* **Problem to work on**: Look through the material below for "patch". Copy every line that contains it.

(Beginning of Record excerpts)

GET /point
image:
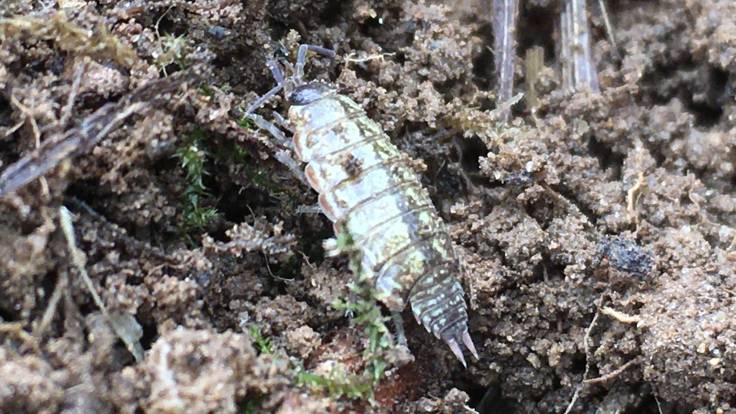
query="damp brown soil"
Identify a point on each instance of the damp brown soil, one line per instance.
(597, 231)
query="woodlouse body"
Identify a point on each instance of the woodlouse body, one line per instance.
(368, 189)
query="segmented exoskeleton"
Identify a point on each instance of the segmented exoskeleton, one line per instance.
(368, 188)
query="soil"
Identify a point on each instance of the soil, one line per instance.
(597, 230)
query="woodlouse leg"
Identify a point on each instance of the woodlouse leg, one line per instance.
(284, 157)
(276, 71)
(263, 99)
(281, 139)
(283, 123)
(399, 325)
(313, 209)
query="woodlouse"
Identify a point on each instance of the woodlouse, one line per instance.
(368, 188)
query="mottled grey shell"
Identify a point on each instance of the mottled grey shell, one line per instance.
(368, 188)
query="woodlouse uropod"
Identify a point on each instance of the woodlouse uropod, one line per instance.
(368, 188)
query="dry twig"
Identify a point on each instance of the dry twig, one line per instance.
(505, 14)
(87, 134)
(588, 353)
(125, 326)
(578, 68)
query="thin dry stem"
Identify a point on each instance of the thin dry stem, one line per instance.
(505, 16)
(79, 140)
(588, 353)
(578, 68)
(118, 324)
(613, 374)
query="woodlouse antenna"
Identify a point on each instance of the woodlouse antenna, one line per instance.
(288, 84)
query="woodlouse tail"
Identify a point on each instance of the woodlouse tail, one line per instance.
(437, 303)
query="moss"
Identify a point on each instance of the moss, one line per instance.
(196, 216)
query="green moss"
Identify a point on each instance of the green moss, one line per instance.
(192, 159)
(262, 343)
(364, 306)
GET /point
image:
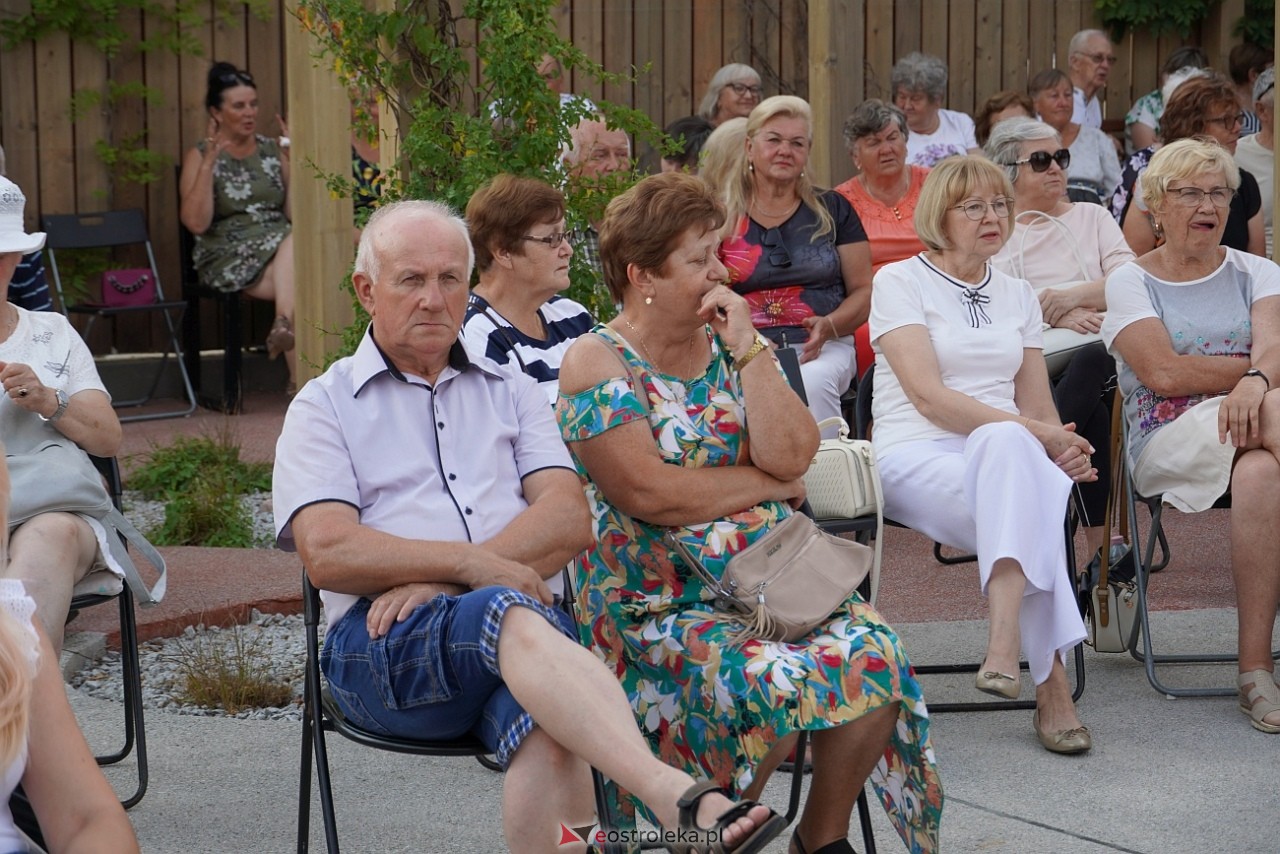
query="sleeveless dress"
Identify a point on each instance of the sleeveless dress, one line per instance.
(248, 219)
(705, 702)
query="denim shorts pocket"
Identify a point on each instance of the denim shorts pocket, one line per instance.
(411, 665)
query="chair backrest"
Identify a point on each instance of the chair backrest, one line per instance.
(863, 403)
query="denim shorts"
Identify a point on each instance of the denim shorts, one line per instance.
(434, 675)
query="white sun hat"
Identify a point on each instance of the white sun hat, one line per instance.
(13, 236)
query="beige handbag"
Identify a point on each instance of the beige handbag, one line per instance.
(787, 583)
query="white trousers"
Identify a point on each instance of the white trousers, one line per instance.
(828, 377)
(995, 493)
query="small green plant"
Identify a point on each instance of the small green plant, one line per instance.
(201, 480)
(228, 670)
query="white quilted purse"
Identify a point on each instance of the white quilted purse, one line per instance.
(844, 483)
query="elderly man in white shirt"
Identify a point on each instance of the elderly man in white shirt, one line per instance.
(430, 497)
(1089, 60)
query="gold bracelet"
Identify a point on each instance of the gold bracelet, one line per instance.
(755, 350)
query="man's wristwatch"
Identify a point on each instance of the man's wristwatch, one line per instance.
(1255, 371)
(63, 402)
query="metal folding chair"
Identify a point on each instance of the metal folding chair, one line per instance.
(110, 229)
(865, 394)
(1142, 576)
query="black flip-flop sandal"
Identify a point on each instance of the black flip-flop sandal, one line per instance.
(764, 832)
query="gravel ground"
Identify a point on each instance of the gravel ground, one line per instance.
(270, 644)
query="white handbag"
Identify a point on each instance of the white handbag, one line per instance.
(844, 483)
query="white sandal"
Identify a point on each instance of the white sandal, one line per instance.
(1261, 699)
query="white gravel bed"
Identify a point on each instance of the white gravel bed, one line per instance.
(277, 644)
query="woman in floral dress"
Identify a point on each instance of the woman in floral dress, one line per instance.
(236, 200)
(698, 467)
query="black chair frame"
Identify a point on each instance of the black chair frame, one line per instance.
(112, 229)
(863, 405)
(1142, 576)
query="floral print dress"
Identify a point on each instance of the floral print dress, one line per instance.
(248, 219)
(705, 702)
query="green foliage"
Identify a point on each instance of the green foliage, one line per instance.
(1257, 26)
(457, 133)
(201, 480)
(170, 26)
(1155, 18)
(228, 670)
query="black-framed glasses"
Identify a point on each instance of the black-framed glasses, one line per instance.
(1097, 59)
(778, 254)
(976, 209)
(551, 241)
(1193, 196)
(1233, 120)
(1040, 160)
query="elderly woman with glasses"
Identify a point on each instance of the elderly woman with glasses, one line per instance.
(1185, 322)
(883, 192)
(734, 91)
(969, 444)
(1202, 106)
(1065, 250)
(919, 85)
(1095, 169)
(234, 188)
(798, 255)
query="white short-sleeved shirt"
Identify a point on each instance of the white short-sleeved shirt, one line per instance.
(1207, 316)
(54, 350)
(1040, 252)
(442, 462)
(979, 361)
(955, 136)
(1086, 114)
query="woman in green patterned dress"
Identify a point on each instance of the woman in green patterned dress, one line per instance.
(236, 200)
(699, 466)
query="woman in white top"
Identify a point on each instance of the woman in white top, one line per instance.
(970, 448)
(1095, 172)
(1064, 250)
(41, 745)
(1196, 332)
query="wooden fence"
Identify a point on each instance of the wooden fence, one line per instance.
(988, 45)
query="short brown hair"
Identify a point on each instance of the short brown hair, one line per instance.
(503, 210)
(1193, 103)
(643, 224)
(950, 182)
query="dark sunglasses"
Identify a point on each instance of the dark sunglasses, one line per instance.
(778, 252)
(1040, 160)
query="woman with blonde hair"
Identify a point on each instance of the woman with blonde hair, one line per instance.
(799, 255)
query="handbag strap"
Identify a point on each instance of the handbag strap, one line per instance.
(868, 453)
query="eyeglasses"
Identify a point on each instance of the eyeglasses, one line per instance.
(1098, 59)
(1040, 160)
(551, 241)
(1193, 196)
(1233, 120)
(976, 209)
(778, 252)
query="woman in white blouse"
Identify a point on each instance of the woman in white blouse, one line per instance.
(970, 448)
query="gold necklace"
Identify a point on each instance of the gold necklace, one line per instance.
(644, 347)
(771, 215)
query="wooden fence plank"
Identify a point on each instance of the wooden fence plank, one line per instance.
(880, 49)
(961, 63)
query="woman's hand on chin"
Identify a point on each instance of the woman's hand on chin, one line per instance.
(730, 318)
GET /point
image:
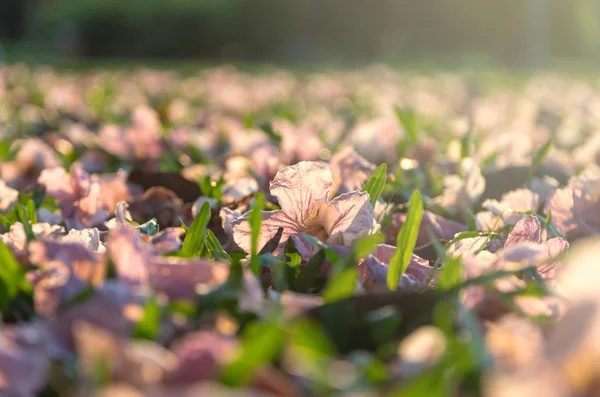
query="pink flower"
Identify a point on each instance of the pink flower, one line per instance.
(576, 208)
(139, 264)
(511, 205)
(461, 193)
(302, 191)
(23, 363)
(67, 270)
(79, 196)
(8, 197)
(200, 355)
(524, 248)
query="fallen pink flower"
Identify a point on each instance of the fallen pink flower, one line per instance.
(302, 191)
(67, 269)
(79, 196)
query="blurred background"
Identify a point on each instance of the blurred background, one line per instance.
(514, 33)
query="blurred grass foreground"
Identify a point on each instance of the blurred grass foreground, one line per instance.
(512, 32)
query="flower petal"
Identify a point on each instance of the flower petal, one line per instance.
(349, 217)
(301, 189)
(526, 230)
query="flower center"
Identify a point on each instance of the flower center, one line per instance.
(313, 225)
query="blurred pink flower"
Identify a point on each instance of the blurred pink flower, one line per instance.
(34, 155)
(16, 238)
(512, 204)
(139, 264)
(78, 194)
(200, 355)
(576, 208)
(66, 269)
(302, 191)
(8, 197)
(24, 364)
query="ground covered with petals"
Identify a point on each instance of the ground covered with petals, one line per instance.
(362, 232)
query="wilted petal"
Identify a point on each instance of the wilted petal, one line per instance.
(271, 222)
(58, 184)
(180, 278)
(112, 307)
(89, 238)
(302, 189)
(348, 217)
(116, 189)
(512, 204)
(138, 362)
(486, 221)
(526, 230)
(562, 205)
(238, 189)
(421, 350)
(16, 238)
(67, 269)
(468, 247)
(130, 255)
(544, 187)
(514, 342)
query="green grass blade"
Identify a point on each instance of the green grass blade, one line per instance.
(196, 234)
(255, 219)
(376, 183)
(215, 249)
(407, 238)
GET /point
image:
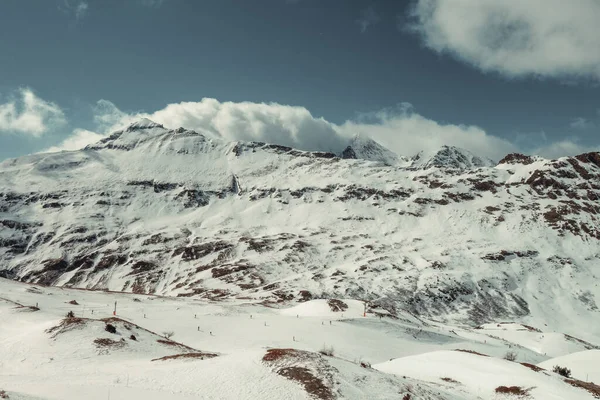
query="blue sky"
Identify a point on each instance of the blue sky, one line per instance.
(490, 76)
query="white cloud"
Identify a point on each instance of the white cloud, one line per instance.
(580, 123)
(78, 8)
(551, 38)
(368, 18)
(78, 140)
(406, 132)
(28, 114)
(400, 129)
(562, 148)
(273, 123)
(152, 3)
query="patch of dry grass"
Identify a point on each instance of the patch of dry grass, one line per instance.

(End of Record excerpts)

* **Answer to this problem**:
query="patch of dry grass"
Identify a point on each instance of the patch of dry grass, one line per instance.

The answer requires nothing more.